[START TEXT EXTRACT]

Press release


12 October 1993


The Royal Swedish Academy of Sciences has decided to award the Bank of Sweden Prize in Economic Sciences in Memory of Alfred Nobel for 1993 jointly to

Professor Robert W. Fogel, University of Chicago, USA,
Professor Douglass C. North, Washington University, St. Louis, USA,

“for having renewed research in economic history by applying economic theory and quantiative methods in order to explain economic and institutional change.”

Modern economic historians have contributed to the development of economic sciences in at least two ways: by combining theory with quantitative methods, and by constructing and reconstructing databases or creating new ones. This has made it possible to question and to reassess earlier results, which has not only increased our knowledge of the past, but has also contributed to the elimination of irrelevant theories. It has shown that traditional theories must be supplemented or modified to enable us to understand economic growth and change. Economic historians often consider far reaching problems, the estimation of which demand an integration of economics, sociology, statistics and history. Robert Fogel and Douglass North are the economic historians that have come furthest in such a scientific integration. They were pioneers in the branch of economic history that has been called the “new economic history”, or cliometrics, i. e. research that combines economic theory, quantitative methods, hypothesis testing, counterfactual alternatives and traditional techniques of economic history, to explain economic growth and decline. Their work has deepened our knowledge and understanding within fundamental areas of research, as to how, why and when economic change occurs.

Robert Fogel’s foremost work concerns the role of the railways in the economic development of the United States, the importance of slavery as an institution and its economic role in the USA, and studies in historical demography.

Douglass North has studied the long term development of Europe and the United States, and has in recent work analysed the role institutions play in economic growth.

Robert W. Fogel’s scientific breakthrough was his book (1964) on the role of the railways in the American economy. Joseph Schumpeter and Walt W. Rostow had earlier, with general agreement, asserted that modern economic growth was due to certain important discoveries having played a vital role in development. Fogel tested this hypothesis with extraordinary exactitude, and rejected it. The sum of many specific technical changes, rather than a few great innovations, determined the economic development. We find it intuitively plausible that the great transport systems play a decisive role in development. Fogel constructed a hypothetical alternative, a so called counterfactual historiography; that is he compared the actual course of events with the hypothetical to allow a judgement of the importance of the railways. He found that they were not absolutely necessary in explaining economic development and that their effect on the growth of GNP was less than three per cent. Few books on the subject of economic history have made such an impression as Fogel’s. His use of counterfactual arguments and cost-benefit analysis made him an innovator of economic historical methodology.

[END TEXT EXTRACT]
[START STORED DATA]

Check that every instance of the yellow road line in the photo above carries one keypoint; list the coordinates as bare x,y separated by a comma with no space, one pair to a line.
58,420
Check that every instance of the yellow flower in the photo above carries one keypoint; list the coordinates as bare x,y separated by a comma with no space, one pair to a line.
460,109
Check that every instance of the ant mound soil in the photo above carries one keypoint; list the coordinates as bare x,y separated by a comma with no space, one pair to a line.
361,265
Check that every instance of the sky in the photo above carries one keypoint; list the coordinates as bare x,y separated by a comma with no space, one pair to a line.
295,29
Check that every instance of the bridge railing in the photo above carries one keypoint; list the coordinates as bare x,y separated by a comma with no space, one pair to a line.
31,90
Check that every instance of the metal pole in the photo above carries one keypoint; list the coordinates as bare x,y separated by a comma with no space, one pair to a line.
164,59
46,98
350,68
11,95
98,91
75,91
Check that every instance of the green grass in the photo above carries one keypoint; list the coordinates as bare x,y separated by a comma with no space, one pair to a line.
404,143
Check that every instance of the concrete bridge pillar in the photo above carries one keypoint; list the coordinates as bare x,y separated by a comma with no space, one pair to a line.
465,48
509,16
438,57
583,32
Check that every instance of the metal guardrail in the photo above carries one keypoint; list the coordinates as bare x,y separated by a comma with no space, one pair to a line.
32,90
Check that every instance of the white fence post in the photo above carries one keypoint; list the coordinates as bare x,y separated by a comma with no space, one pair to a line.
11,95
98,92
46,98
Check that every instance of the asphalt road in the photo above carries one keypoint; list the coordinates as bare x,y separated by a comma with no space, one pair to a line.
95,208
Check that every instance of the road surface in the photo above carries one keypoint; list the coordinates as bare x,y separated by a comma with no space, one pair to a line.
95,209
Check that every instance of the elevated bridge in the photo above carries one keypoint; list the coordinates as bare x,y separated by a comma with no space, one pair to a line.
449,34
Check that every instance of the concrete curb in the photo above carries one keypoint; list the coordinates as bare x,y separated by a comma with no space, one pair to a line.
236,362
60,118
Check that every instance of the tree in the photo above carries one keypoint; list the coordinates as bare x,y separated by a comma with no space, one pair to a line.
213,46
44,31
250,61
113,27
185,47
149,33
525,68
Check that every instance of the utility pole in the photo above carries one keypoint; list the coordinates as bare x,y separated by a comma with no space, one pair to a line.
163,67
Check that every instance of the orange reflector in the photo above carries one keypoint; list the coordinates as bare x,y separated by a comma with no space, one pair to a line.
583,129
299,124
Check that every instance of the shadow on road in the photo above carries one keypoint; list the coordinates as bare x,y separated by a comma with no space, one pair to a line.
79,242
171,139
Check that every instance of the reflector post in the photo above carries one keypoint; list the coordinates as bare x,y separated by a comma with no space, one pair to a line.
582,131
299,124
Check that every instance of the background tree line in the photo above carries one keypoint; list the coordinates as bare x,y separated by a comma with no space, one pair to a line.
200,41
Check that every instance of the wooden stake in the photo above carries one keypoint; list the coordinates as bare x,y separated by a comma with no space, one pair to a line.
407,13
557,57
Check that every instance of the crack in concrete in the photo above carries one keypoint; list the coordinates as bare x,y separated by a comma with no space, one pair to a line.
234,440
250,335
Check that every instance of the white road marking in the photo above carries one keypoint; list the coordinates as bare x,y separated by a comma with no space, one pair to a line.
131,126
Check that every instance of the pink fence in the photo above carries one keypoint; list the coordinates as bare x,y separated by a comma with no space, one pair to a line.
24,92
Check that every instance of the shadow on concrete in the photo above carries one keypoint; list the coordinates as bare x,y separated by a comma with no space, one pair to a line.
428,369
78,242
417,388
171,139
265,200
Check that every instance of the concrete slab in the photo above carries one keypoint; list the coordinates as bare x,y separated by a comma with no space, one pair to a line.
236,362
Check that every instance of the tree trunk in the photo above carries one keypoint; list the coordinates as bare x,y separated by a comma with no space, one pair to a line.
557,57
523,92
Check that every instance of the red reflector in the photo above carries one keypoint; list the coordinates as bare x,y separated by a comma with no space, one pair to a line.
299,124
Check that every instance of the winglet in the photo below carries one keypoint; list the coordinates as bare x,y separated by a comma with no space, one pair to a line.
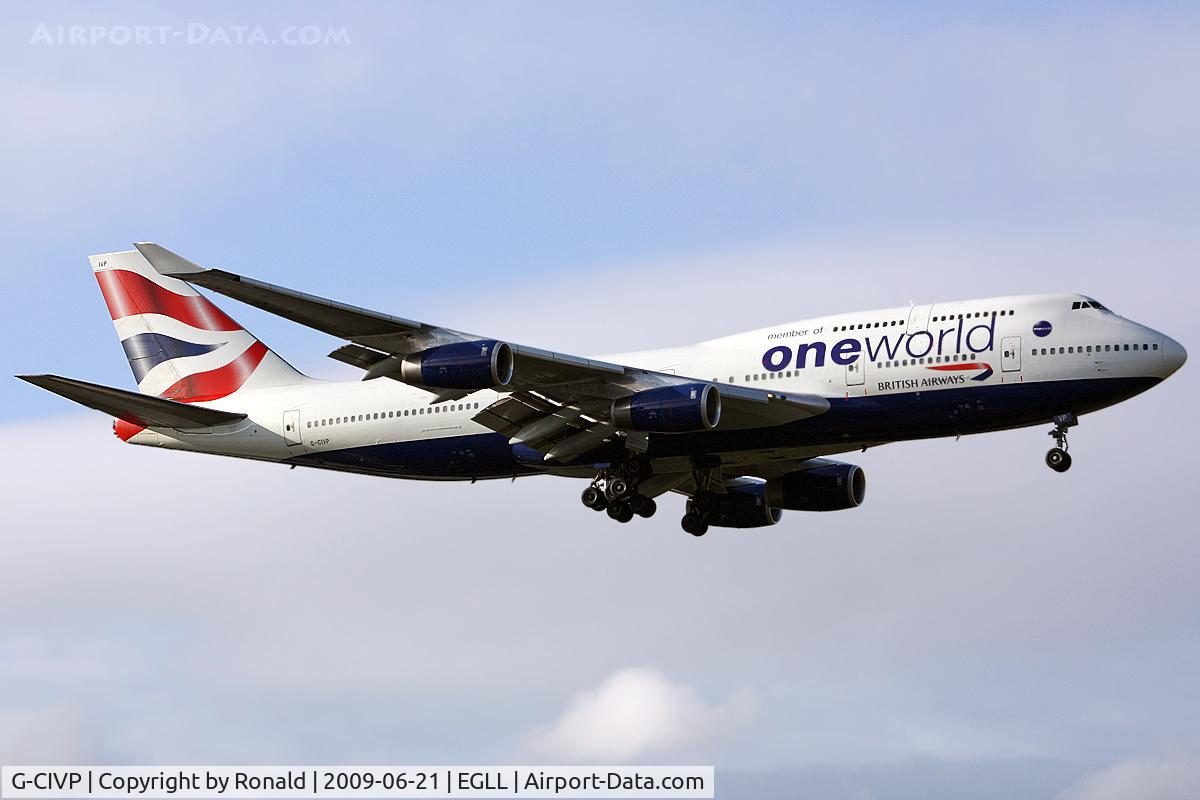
165,262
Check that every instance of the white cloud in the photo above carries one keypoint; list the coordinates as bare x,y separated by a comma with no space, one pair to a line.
637,714
1173,775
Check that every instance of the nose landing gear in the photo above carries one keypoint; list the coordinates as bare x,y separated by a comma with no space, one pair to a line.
1059,459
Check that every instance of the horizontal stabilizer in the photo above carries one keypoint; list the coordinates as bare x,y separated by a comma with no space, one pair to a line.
132,407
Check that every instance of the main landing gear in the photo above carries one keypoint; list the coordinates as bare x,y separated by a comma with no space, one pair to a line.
1059,459
702,504
695,522
616,492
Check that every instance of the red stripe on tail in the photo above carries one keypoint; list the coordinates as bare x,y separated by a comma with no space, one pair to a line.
217,383
129,293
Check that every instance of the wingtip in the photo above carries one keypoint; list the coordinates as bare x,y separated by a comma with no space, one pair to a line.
166,262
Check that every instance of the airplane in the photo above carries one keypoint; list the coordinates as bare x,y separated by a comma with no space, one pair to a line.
743,426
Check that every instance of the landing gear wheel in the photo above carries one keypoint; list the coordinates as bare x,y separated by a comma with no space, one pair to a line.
594,498
694,523
1059,459
618,488
643,506
621,511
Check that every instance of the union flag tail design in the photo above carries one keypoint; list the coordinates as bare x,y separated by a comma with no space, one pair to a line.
179,344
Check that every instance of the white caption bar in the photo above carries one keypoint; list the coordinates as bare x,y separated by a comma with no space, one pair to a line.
361,782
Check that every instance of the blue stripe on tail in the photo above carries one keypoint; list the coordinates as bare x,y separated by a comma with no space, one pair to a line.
148,350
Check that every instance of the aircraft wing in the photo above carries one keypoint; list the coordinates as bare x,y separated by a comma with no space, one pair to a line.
132,407
559,404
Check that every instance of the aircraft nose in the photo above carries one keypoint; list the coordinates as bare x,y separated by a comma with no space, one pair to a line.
1174,355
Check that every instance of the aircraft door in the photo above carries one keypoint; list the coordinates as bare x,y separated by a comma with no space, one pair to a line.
292,428
855,373
918,318
1011,354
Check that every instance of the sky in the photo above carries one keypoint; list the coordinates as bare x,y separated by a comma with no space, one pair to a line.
594,180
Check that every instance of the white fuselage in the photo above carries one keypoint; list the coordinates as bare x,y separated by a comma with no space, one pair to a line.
1006,346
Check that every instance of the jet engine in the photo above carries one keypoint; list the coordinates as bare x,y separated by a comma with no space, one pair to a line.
831,486
462,365
670,409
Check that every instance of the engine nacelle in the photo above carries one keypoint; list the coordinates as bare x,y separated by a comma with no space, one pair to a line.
463,365
829,487
670,409
744,507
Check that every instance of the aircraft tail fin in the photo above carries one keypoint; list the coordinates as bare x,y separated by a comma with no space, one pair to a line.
179,344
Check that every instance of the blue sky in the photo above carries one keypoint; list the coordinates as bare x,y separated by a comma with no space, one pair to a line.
547,173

[END STORED DATA]

### PROBLEMS AND TASKS
(1) According to the press release, what effect did Fogel find the railways had on the growth of GNP?
(2) Using the press release, decide whether each statement agrees with it. Answer yes or no for each and quote the words that decide it.
(a) North's recent work analyzes the role institutions play in economic growth.
(b) Fogel's findings confirmed the hypothesis put forward by Schumpeter and Rostow.
(c) Fogel's breakthrough book appeared in 1964.
(3) Go on with the press release about the 1993 economics prize, starting after its final sentence.

### TASK RESULTS
(1) Less than three per cent.

(2)
(a) Yes: "has in recent work analysed the role institutions play in economic growth"
(b) No: "Fogel tested this hypothesis with extraordinary exactitude, and rejected it."
(c) Yes: "Robert W. Fogel’s scientific breakthrough was his book (1964)"

(3)
Fogel’s painstaking criticism of his sources, and his use of the most varying kinds of historical material, made it difficult for his critics to argue against him on purely empirical grounds. As Fogel has stressed, it is the lack of relevant data rather than the lack of relevant theory that is often the greater problem for research workers. Fogel’s use of counterfactual analysis of the course of events and his masterful treatment of quantitative techniques in combination with economic theory, have had a substantial influence on the understanding of economic change.

Fogel’s second work of importance (1974), which aroused great attention and bitter controversies, treated slavery as an institution and its role in the economic development of the United States. Fogel showed that the established opinion that slavery was an ineffective, unprofitable and pre-capitalist organisation was incorrect. The institution did not fall to pieces due to its economic weakness but collapsed because of political decisions. He showed that the system, in spite of its inhumanity, had been economically efficient.

His exceedingly careful testing of all possible sources and his pioneering methodological approach have allowed Fogel to both increase our knowledge of an institution’s operation and disintegration and to renew our methods of research. Both his book on the railways and that on slavery have forced researchers to reconsider earlier generally accepted results, and few books in economic history have been scrutinised in such detail by critical colleagues.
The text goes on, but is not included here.